Passage to read Block Start

Most commonly Cephaleuros virescens is identified by the leaf spots it causes. Theses leaf spots are an orange-brown rust in color and usually occur entirely on the upper leaf surface, although leaf spots on the undersides of infected leaves have been reported. The spots are fuzzy in texture and approximately 2 cm in diameter. In some cases, commonly in more susceptible hosts, stem and fruit spots can occur as a result of infection as well. These leaf spots cause a reduction in plant photosynthetic surface area. While usually harmless, severe causes of these leaf spots can lead to defoliation, twig dieback, tissue necrosis, and loss of marketable fruit.

===Life cycle===
Although both a sexual and an asexual form of reproduction occur, the asexual stage is considered to be important due to it being the more common mode 9k of inoculum in the pathogen's disease cycle. Infection occurs when either the sporangia or thallus filaments are deposited on the tissues of a susceptible plant host. The pathogen is usually dispersed through water or wind. Under the right environmental conditions, zoospores are released from the sporangia, and symptoms will begin to develop. The zoospores are able to penetrate the host cuticle in a haustorial manner. A flat, circular thallus develops subcuticularly. Algal filaments extend from these thalli further increasing the surface area this pathogen infects. The pathogen survives on existing leaf and stems as spores, and in fallen plant debris. As the pathogen lives in tropical climates it is able to survive year-round rather than relying on survival structures.

==Environment==
As this plant pathogen is an algal species, it thrives under similar conditions as other algal organisms. Cephaleuros virescens prefers moist, humid weather. Areas with frequent rain, and warm to high temperatures are where this pathogen flourishes. It has been recorded in all continents with tropical and sub-tropical environments. It is commonly seen in Hawaii and Florida, but there has also been recorded incidents of the disease in India and Thailand.

==Management==
Often, leaf spot caused by Cephaleuros virescens is not damaging enough to the host plant's vigor or crop yield and therefore generally does not warrant management. If however the crop is highly susceptible, a form of integrated pest management can be used to prevent the spread and infection of the disease. This includes sanitation and pruning of infected plant parts. Since lower branches are usually infected, make sure to remove them as well as any debris that has littered the ground below the infected plant. Reducing humidity or increasing air flow can also help, as the pathogen is most successful in moist, humid environments. Keep the plant or crop in a sunny, aerated, well-drained area. Selecting for a tolerant variety of plant, and if needed, intercropping, can reduce the rate of infection. If needed copper fungicides may assist but would need to be applied every two weeks if the environment remains wet.

==Importance==
Although the plant pathogen is commonly mild enough to not cause serious effects to crop vigor and yield, in susceptible plants it can cause significant damage. Most commonly, economically detrimental infections occur in guava. Guava is considered to be a susceptible host, and the leaf spot symptoms can grow to be severe enough to reduce plant vigor and cause defoliation. In guava, Cephaleuros virescens can cause fruit spots as well, leading to a reduction in crop yield.

Passage to read Block End
Extracted entries Block Start

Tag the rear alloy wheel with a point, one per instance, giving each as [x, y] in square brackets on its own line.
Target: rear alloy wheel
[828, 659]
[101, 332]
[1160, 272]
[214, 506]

Extracted entries Block End

# [Prompt A]
Copy word for word the part of the Cephaleuros virescens passage from "Most commonly Cephaleuros" to "of marketable fruit.".
# [Prompt B]
In the Cephaleuros virescens passage, in which host do economically detrimental infections most commonly occur?
# [Prompt C]
Which specific places does the Cephaleuros virescens passage name as locations where the disease has been seen or recorded?

# [Written reply A]
Most commonly Cephaleuros virescens is identified by the leaf spots it causes. Theses leaf spots are an orange-brown rust in color and usually occur entirely on the upper leaf surface, although leaf spots on the undersides of infected leaves have been reported. The spots are fuzzy in texture and approximately 2 cm in diameter. In some cases, commonly in more susceptible hosts, stem and fruit spots can occur as a result of infection as well. These leaf spots cause a reduction in plant photosynthetic surface area. While usually harmless, severe causes of these leaf spots can lead to defoliation, twig dieback, tissue necrosis, and loss of marketable fruit.

# [Written reply B]
Guava.

# [Written reply C]
Hawaii, Florida, India, Thailand